Records:
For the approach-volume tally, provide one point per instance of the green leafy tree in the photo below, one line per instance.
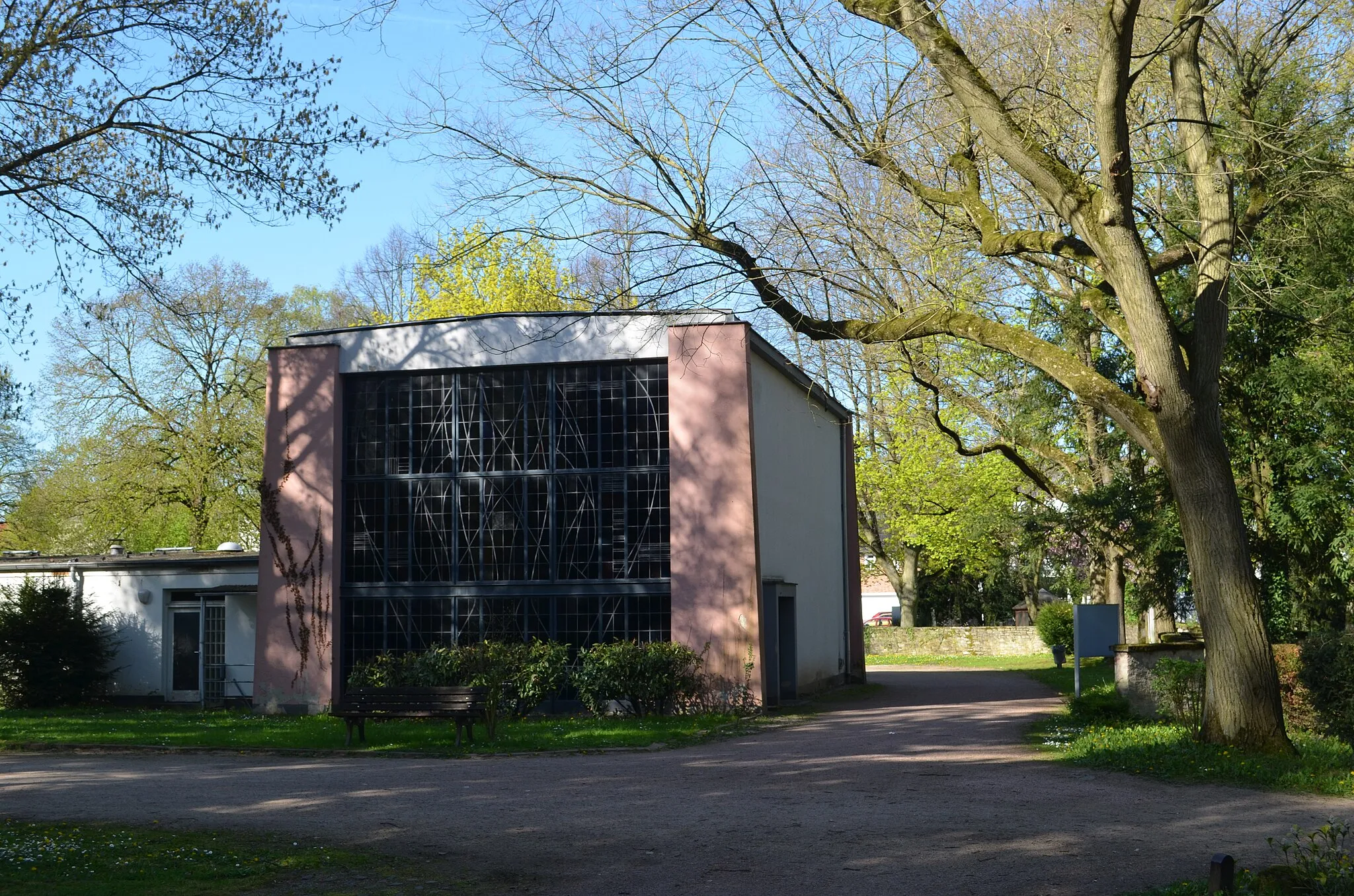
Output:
(1112, 145)
(157, 406)
(54, 652)
(478, 272)
(921, 502)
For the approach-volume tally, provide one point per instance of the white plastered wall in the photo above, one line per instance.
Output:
(141, 663)
(798, 458)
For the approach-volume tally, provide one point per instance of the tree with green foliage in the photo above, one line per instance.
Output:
(474, 271)
(921, 504)
(1115, 147)
(157, 409)
(54, 650)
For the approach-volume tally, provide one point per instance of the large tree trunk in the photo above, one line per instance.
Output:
(1242, 689)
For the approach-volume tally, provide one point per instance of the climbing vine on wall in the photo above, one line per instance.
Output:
(301, 569)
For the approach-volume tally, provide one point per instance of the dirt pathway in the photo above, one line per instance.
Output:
(922, 790)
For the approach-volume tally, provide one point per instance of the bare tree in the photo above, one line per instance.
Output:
(382, 283)
(171, 382)
(122, 120)
(793, 147)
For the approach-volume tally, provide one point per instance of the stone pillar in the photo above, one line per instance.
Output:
(715, 576)
(1134, 670)
(298, 564)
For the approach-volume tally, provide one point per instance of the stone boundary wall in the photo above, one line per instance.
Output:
(955, 640)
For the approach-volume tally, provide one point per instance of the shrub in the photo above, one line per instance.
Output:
(1315, 862)
(1328, 672)
(642, 679)
(1178, 685)
(1299, 714)
(53, 650)
(541, 676)
(518, 676)
(1055, 624)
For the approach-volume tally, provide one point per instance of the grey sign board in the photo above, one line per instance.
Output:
(1094, 634)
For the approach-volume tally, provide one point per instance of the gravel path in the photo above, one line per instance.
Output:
(925, 788)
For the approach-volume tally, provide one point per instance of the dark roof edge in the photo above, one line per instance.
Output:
(498, 315)
(104, 562)
(774, 356)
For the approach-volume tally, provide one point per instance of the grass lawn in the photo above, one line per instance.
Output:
(118, 860)
(1098, 731)
(1037, 661)
(228, 730)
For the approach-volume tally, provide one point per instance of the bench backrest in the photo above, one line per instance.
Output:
(416, 698)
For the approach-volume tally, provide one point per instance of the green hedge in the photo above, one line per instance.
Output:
(1328, 672)
(53, 650)
(1055, 624)
(657, 677)
(651, 679)
(1299, 712)
(519, 676)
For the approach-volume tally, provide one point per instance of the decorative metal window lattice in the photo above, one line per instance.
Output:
(539, 474)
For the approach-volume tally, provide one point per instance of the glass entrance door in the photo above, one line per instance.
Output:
(186, 659)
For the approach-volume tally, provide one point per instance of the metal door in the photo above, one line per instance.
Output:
(198, 652)
(788, 646)
(186, 654)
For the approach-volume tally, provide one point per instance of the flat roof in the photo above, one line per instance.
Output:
(24, 562)
(687, 316)
(535, 338)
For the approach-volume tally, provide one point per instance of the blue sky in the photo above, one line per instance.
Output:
(377, 69)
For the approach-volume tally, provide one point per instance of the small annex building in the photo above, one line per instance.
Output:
(569, 475)
(184, 619)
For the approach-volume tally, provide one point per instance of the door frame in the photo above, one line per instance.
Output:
(198, 604)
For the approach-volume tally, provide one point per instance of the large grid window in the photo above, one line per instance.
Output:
(542, 474)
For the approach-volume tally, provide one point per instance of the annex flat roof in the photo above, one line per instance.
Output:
(23, 562)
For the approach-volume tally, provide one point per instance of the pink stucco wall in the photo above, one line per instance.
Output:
(855, 619)
(715, 579)
(301, 461)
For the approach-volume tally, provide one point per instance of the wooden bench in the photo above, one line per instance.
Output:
(465, 706)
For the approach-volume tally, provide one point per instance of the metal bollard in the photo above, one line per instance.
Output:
(1222, 874)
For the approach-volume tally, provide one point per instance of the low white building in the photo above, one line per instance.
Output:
(184, 619)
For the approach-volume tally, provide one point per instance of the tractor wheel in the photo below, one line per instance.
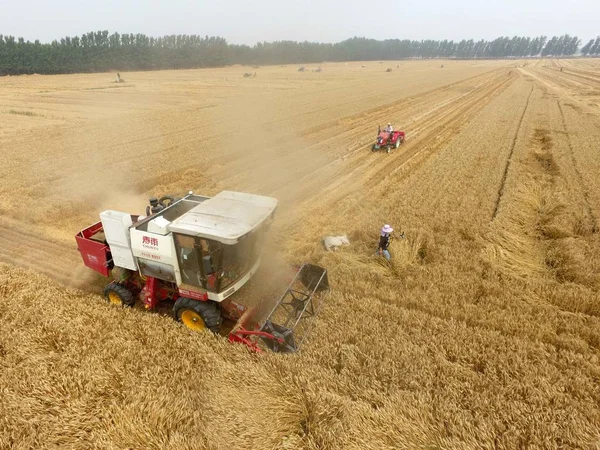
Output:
(197, 315)
(119, 295)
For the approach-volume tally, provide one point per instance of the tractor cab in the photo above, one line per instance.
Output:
(218, 242)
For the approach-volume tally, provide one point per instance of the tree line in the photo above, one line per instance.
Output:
(100, 51)
(592, 48)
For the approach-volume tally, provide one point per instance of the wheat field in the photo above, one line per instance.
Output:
(482, 332)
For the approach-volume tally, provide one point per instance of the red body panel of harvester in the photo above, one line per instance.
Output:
(94, 250)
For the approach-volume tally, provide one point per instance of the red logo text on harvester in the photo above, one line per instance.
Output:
(149, 242)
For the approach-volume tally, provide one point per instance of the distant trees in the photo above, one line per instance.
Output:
(592, 48)
(101, 51)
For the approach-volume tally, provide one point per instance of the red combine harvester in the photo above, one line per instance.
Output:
(197, 252)
(388, 140)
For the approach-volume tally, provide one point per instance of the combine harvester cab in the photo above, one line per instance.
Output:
(197, 252)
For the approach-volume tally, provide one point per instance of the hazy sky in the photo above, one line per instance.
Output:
(246, 22)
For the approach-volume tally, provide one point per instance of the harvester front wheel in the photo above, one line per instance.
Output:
(119, 295)
(198, 316)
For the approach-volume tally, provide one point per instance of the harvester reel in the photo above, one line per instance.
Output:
(164, 198)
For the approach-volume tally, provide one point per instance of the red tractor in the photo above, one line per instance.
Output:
(388, 140)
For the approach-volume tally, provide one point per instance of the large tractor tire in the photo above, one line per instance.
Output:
(118, 295)
(198, 316)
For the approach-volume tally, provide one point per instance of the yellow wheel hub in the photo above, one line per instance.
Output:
(114, 298)
(193, 320)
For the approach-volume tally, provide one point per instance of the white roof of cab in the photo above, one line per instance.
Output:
(225, 217)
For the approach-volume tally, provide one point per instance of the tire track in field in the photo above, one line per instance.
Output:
(510, 154)
(586, 193)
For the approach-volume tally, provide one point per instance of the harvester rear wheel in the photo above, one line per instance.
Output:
(119, 295)
(198, 316)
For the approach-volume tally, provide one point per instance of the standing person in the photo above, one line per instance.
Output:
(384, 242)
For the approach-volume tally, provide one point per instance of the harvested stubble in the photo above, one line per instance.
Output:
(480, 333)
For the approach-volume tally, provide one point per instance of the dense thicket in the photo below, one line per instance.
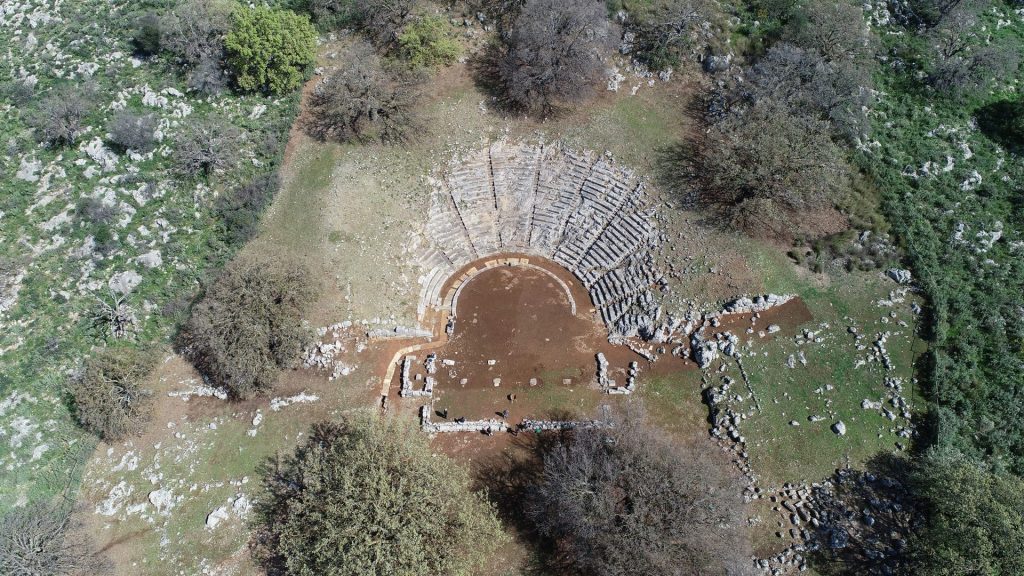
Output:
(553, 53)
(368, 497)
(940, 515)
(110, 398)
(43, 539)
(269, 50)
(765, 165)
(249, 324)
(663, 33)
(627, 500)
(361, 99)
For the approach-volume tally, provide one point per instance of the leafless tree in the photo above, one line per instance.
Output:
(249, 324)
(807, 83)
(44, 539)
(133, 131)
(58, 120)
(837, 30)
(361, 100)
(931, 13)
(664, 29)
(116, 316)
(763, 163)
(381, 21)
(195, 30)
(626, 499)
(109, 396)
(865, 520)
(206, 147)
(962, 64)
(553, 53)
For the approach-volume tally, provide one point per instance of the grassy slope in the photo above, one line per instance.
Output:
(50, 326)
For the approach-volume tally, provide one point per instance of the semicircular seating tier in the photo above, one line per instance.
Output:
(579, 209)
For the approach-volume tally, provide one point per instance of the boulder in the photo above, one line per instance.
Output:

Task directions: Repeat the listing in full and exactly. Do not include any images.

Solution for this problem:
For the approach-volume tally, provide one point per instance of the green leafy tree in the photo below, one line per instance.
Output:
(1112, 145)
(157, 406)
(54, 652)
(478, 272)
(921, 502)
For the approach-volume tally, provide one point per instance of the white plastered wall in the photo above, one line per instance.
Output:
(141, 663)
(798, 458)
For the approach-volume tally, provide one point per instance of the tree with green foliage in the photo above, one line per instance.
Output:
(474, 271)
(921, 504)
(1115, 147)
(157, 409)
(54, 650)
For the approach-volume tally, provide one point per instance of the large tree trunk in the photo above, one line per instance.
Output:
(1242, 689)
For the approach-volume tally, provide one point per instance of the climbing vine on wall in the photo above, one line per instance.
Output:
(301, 569)
For the approach-volume tally, provide one point per instance of the dirt pathway in the photo above, one line per instance.
Output:
(922, 790)
For the approach-volume tally, provide one point per instance of the bare tree in the photo above, one line per instance.
Output:
(382, 283)
(171, 382)
(122, 120)
(793, 147)
For the approach-volume tally, provide one point per instance of the stone pillar in the photo above, one line per instance.
Output:
(715, 576)
(1134, 670)
(298, 564)
For the approach-volume tally, provide one point per instance of the stone boundary wall in the photo above, one line per instance.
Output:
(955, 640)
For the approach-volume tally, provide one point per instance of the shrub in the photo above, one line per instance.
Output:
(1315, 862)
(1328, 672)
(642, 679)
(1178, 685)
(1299, 714)
(53, 650)
(541, 676)
(518, 676)
(1055, 624)
For the approach-volume tally, provide one point per instance of the grey sign board in the photo above, one line per instance.
Output:
(1094, 634)
For the approach-volume tally, provide one point per instance of the gravel path in the photo above, one line per instance.
Output:
(925, 788)
For the approach-volume tally, provide one point per instance of the dark roof edge in the photo above, one line per instance.
Output:
(498, 315)
(104, 562)
(774, 356)
For the approach-volume tally, provide one point per instance of the grass lawn in the photo above, one line per instance.
Output:
(118, 860)
(1098, 731)
(1037, 661)
(228, 730)
For the approach-volume tally, provide one point per instance of the bench backrest in the photo above, one line per instance.
Output:
(416, 698)
For the approach-volume tally, provide one point per instance of the green hedge in the photo above, one line per instance.
Output:
(1328, 672)
(53, 650)
(1055, 624)
(657, 677)
(651, 679)
(1299, 712)
(519, 676)
For the approach-volume tally, provide one point per instance of the decorative metal window lattice in the photo above, one line per instance.
Output:
(539, 474)
For the approach-volume tally, provide one point per instance of the glass entrance door in the photo above, one line per instance.
Output:
(186, 659)
For the approach-volume tally, provide one point per instance of the metal door in the photo above, one line per instance.
Output:
(198, 652)
(788, 646)
(186, 654)
For the approach-volume tally, provide one point per instance of the flat roof in the photo above, one line per instance.
Output:
(24, 562)
(687, 316)
(535, 338)
For the approach-volume tally, provide one point per instance of the blue sky in the photo above, one line per instance.
Output:
(377, 69)
For the approach-volume tally, provide one point per instance of the small annex building in the photo above, one line per instance.
Output:
(569, 475)
(184, 619)
For the approach-volume tally, provide one point per instance of the door frame in the photo above, one line per instance.
Output:
(198, 604)
For the approach-volume tally, provide one point per instance of the large grid window in the photo above, one line per instance.
Output:
(542, 474)
For the approach-volume tally, provide one point per instance of the annex flat roof in the photo above, one line per instance.
Output:
(23, 562)
For the approach-volume tally, provide one point per instance of the pink stucco wall in the photo above, one line per instance.
Output:
(855, 619)
(715, 579)
(301, 461)
For the approach-volume tally, provide one point per instance of the wooden bench in the photo above, one line per instance.
Output:
(465, 706)
For the approach-volume tally, provide one point per instance of the metal bollard in the photo above, one line per instance.
Output:
(1222, 874)
For the approach-volume tally, provide one point per instance of the low white building in the photo above, one line per instance.
Output:
(184, 619)
For the approach-volume tally, provide one point per instance of the tractor wheel in the photo below, one line per instance.
Output:
(197, 315)
(119, 295)
For the approach-volume tally, provide one point per instance of the tractor cab in the photo above, one line per instance.
Output:
(218, 242)
For the approach-volume tally, provide one point per instance of the tree line in the photo above, one line per instance.
Output:
(100, 51)
(592, 48)
For the approach-volume tally, provide one point per instance of the wheat field in the photo above, one line per instance.
Output:
(482, 332)
For the approach-volume tally, provide one point per instance of the red body panel of harvester in the photo above, one line per instance.
Output:
(94, 250)
For the approach-volume tally, provide one point per instance of the red logo text on harvester in the photo above, one line per instance.
Output:
(149, 242)
For the approach-volume tally, provide one point per instance of the distant trees in the photo above, one line per instance.
Output:
(592, 48)
(101, 51)
For the approach-volume tally, provide one point per instance of the red combine harvester in the photo above, one line per instance.
Output:
(197, 252)
(388, 140)
For the approach-volume tally, provide one point per instance of the combine harvester cab in the photo above, one line per instance.
Output:
(197, 252)
For the approach-volume tally, provide one point per instance of the hazy sky in the photo above, one line per instance.
Output:
(246, 22)
For the approach-volume tally, provide one point per instance of the harvester front wheel in the photo above, one line per instance.
Output:
(119, 295)
(198, 316)
For the approach-volume tally, provide one point per instance of the harvester reel in the photo above, one line per instance.
Output:
(164, 198)
For the approach-volume tally, provide one point per instance of the red tractor in the photo above, one line per instance.
Output:
(388, 140)
For the approach-volume tally, provide one point per instance of the large tractor tire in the photo above, one line per instance.
Output:
(118, 295)
(198, 316)
For the approach-volume tally, provide one point per instance of the yellow wheel hub in the photo above, one line per instance.
Output:
(114, 298)
(193, 320)
For the approach-volume tally, provide one point per instance of the white roof of cab in the photo above, one line per instance.
Output:
(225, 217)
For the approach-volume tally, provide one point per instance of the tire track in field in the photo above, one line per instance.
Output:
(510, 154)
(586, 193)
For the approach-volume tally, provide one point per instance of the harvester rear wheel in the photo above, one line per instance.
Output:
(119, 295)
(198, 316)
For the approach-volume tally, provide one point per instance of the standing person in the photo above, one line per instance.
Output:
(384, 242)
For the approach-volume tally, provide one point per instance of the harvested stubble in the photo above, one line per instance.
Output:
(480, 333)
For the approach-volume tally, provide one point per instance of the dense thicket in the photo below, one line per instance.
Output:
(553, 53)
(368, 497)
(940, 515)
(110, 398)
(43, 539)
(269, 50)
(765, 165)
(249, 324)
(663, 33)
(627, 500)
(361, 99)
For the approach-volume tally, provide one point per instance of the leafless tree in the photo above, one line per instance.
Output:
(249, 324)
(807, 83)
(44, 539)
(133, 131)
(58, 120)
(837, 30)
(361, 100)
(931, 13)
(664, 29)
(116, 316)
(763, 163)
(381, 21)
(195, 30)
(626, 499)
(109, 396)
(865, 520)
(206, 147)
(962, 64)
(553, 53)
For the approach-volume tally, provide one point per instance of the grassy slope in the photo above, one line per instance.
Output:
(50, 326)
For the approach-volume tally, provide one point per instance of the semicircular seating tier in the photo above, one line per instance.
Output:
(579, 209)
For the approach-volume tally, provide one point per instance of the boulder in the photo above, one line per instance.
Output:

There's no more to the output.